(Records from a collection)
......

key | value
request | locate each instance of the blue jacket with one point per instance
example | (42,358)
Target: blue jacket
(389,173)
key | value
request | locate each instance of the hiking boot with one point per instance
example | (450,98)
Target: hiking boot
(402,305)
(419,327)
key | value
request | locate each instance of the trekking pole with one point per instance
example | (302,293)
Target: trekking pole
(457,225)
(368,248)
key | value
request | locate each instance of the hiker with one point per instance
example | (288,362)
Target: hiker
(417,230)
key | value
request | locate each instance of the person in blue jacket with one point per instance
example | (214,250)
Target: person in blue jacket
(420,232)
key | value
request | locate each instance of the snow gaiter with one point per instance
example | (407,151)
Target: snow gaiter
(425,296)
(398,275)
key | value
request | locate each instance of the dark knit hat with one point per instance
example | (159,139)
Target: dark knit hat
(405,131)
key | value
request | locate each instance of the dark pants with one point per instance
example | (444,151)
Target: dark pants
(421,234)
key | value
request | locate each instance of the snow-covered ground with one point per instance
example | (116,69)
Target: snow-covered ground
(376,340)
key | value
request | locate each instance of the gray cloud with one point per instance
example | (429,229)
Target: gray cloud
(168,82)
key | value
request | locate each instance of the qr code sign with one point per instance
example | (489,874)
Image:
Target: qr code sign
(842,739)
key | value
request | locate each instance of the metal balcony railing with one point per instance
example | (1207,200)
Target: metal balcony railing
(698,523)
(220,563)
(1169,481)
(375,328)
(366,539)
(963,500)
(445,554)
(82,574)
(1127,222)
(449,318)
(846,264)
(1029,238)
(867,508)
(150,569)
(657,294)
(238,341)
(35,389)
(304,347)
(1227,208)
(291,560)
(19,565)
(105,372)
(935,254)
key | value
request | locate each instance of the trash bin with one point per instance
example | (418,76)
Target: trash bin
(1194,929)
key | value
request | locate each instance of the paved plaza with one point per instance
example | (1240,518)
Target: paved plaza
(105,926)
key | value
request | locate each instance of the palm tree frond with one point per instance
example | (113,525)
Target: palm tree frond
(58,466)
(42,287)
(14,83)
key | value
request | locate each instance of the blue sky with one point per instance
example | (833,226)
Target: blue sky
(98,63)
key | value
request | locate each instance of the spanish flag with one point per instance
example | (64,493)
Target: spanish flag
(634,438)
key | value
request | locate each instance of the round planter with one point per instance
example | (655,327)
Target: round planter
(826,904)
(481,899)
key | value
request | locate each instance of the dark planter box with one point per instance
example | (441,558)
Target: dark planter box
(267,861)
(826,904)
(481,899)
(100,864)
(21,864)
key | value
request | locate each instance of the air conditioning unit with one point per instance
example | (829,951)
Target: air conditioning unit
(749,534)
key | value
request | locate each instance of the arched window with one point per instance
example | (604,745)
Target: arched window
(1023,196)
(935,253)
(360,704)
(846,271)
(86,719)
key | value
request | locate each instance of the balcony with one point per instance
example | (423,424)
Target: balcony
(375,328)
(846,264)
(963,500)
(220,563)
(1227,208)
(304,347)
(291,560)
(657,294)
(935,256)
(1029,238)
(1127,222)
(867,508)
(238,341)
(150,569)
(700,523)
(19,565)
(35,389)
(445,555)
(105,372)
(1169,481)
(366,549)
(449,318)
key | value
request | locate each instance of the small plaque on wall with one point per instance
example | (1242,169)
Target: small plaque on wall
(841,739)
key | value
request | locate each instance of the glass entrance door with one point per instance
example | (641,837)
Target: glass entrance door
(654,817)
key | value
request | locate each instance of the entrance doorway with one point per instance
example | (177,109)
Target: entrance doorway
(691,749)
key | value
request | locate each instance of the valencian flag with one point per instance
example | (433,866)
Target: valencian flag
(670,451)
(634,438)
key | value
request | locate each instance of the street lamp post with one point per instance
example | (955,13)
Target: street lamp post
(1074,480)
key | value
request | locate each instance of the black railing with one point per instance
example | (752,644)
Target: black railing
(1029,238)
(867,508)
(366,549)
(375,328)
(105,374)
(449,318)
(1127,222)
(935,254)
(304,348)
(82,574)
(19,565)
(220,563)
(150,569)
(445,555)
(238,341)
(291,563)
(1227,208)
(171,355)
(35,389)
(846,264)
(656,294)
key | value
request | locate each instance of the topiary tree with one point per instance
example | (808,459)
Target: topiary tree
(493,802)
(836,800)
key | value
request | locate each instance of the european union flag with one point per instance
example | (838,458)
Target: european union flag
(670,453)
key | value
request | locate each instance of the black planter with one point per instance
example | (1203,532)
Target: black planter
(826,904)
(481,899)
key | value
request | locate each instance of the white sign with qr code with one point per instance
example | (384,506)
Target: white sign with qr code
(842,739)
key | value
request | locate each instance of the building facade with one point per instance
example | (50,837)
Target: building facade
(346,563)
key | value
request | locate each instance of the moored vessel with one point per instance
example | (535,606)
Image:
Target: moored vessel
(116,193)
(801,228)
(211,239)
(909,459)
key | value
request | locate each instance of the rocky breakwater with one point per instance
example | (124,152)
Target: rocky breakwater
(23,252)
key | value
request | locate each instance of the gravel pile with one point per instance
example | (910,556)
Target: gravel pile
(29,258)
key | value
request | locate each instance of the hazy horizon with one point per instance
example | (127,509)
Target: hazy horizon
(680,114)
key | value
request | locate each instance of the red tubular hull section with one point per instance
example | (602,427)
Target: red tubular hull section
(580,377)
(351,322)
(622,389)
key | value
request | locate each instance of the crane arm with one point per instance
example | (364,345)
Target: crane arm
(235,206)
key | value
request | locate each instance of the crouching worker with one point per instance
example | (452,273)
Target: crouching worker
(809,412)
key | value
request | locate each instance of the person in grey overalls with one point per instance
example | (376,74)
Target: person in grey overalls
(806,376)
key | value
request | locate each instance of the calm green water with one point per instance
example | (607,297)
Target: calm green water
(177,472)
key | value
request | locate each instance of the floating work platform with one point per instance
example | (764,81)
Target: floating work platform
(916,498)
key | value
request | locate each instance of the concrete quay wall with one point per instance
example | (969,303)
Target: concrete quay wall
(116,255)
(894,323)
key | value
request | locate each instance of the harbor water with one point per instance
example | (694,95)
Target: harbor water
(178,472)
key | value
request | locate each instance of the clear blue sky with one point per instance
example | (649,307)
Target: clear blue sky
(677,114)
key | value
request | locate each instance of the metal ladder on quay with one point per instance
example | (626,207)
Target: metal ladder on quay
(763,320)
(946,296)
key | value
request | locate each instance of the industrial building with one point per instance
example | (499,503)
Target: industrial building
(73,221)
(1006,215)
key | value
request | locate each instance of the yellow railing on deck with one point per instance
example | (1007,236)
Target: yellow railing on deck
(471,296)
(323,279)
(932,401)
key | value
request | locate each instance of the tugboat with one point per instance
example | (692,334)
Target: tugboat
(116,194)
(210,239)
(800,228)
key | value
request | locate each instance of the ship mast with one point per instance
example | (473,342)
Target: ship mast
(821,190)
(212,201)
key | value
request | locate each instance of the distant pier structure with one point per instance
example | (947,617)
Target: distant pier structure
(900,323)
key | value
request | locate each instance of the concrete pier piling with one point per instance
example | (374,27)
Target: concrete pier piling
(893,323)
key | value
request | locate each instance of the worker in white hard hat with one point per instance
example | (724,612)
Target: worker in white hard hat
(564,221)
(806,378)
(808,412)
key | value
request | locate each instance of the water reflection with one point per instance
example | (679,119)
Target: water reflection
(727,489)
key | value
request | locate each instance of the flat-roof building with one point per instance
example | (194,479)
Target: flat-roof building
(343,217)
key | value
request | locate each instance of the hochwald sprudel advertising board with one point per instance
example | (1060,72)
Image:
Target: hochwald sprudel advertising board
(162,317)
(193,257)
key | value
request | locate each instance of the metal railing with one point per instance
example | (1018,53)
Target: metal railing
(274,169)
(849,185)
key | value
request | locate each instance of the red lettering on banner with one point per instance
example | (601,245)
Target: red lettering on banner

......

# The task
Locate every line in the rows above that contains the word "jacket" and copy each one out.

# Problem solution
request | locate each instance of the blue jacket with one point per instance
Target: blue jacket
request | locate each instance of the person in blue jacket with one point per instance
Target: person in blue jacket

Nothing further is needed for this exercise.